### The problem
Write out exactly the lines between the line containing "One point marks each instance of the clear" and the end of the records, counting both ends, and leave out all pictures.

### Source records

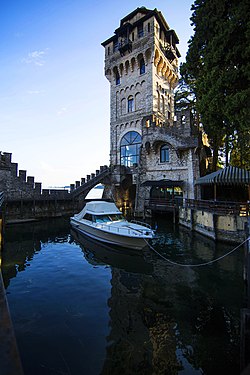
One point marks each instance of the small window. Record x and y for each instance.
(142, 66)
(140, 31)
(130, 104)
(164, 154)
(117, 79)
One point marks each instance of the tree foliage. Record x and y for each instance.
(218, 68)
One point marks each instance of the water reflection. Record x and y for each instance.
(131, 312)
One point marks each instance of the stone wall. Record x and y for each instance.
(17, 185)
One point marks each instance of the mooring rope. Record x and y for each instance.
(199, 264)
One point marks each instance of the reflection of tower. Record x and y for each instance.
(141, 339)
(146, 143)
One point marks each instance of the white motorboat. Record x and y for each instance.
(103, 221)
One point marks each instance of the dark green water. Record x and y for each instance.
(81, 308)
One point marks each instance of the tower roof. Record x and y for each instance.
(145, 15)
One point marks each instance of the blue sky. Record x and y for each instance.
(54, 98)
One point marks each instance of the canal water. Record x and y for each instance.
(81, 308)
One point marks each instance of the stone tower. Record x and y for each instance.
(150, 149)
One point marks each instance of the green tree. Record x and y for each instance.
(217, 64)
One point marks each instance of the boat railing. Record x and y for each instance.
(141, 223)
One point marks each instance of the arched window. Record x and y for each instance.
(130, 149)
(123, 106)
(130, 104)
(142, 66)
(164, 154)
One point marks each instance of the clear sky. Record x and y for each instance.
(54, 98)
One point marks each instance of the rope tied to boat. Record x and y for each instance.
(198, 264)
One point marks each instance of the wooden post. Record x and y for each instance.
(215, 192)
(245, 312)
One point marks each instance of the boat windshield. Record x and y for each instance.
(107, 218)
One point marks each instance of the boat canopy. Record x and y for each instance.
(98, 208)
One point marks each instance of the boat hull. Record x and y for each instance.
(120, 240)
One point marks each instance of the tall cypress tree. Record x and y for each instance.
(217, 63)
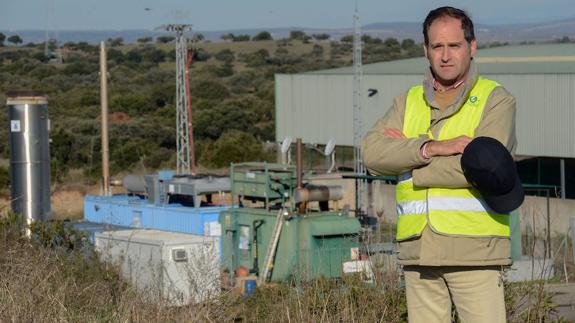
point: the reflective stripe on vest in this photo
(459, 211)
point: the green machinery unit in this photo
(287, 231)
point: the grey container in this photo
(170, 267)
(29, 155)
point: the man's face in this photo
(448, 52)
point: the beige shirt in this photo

### Result for this task
One point marks each instance of the clear sky. Record x and y for each instance.
(54, 98)
One point marks each instance of the rope tied to boat. Record x and y for each instance.
(198, 264)
One point marks each instance of the wooden post. Record x and y for each instance.
(215, 192)
(245, 312)
One point marks each instance of the boat windshield. Record x and y for each instance.
(107, 218)
One point marks each instance of the boat canopy. Record x and y for each instance.
(98, 208)
One point marks each instance of the boat hull. Record x and y for each instance.
(120, 240)
One point marks each instance of the tall cypress tree. Record x and y for each instance.
(217, 63)
point: the reflective stripe on vest in this photo
(459, 211)
point: the green machinery unit in this photo
(287, 231)
point: the grey container in this photo
(170, 267)
(29, 155)
point: the man's face in this photo
(448, 52)
point: the beige shirt in this photo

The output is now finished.